**INPUT MATERIAL**
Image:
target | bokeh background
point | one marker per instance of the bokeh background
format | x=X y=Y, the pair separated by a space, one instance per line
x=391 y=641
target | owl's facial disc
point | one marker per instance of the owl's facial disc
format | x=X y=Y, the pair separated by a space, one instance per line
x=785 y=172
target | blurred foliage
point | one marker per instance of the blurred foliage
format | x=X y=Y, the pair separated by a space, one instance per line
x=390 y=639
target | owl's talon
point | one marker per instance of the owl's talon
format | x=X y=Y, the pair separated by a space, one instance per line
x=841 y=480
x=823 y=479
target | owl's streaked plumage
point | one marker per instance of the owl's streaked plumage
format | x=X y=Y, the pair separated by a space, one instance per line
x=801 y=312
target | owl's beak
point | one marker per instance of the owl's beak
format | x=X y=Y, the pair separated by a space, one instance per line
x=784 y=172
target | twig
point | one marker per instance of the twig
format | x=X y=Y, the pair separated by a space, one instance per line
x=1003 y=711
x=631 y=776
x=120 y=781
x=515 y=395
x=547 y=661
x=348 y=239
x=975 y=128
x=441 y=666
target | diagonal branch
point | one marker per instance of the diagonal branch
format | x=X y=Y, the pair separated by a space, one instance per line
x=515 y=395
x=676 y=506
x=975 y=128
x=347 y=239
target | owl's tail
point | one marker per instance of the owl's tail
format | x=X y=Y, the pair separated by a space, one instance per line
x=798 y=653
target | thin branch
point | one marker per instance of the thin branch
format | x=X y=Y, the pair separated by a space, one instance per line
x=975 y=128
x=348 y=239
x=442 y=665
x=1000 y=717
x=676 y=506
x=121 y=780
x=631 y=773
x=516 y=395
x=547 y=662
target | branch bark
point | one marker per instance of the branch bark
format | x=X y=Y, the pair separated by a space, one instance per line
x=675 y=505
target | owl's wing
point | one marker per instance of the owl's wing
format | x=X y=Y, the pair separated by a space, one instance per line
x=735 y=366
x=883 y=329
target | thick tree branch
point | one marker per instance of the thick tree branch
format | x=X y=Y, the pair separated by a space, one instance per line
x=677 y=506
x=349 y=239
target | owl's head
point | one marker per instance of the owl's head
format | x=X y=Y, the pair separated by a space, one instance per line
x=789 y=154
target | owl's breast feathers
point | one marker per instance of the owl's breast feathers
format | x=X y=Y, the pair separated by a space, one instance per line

**ACTIVITY**
Say only how many lines in the records carry the word "talon".

**SOLUTION FOR THIS TASK**
2